Among the records that follow, find each line holding the word "target" and copy it.

[Stored items from a collection]
──────────────────────────────
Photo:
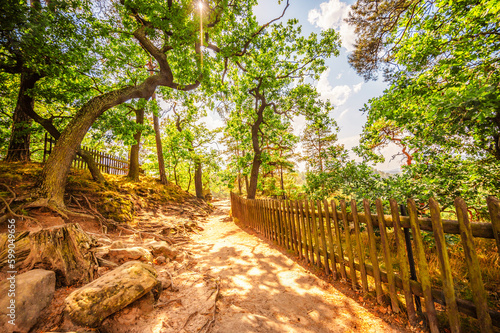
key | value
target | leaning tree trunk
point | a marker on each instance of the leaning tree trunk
(19, 144)
(257, 157)
(254, 176)
(134, 167)
(159, 150)
(55, 172)
(198, 182)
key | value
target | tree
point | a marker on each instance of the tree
(440, 58)
(266, 83)
(319, 137)
(168, 35)
(37, 41)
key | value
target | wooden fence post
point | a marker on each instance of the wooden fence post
(423, 267)
(373, 252)
(359, 246)
(304, 232)
(404, 268)
(444, 263)
(314, 227)
(494, 209)
(330, 239)
(348, 245)
(475, 279)
(338, 239)
(298, 229)
(310, 245)
(322, 236)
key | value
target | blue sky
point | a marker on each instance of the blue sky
(347, 91)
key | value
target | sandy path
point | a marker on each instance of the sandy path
(265, 291)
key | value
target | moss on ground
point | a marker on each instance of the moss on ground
(118, 198)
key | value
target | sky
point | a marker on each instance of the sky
(340, 84)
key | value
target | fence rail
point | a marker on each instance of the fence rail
(330, 238)
(105, 162)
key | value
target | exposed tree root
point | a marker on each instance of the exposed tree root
(209, 324)
(10, 210)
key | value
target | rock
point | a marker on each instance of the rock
(91, 304)
(117, 245)
(163, 249)
(123, 255)
(33, 290)
(160, 260)
(123, 319)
──────────────────────────────
■ SOLUTION TO THE EXERCISE:
target | leaning tree trunk
target | tree
target | wooden fence post
target | blue sky
target | sandy path
target | moss on ground
target | sky
target | fence rail
target | exposed tree root
target | rock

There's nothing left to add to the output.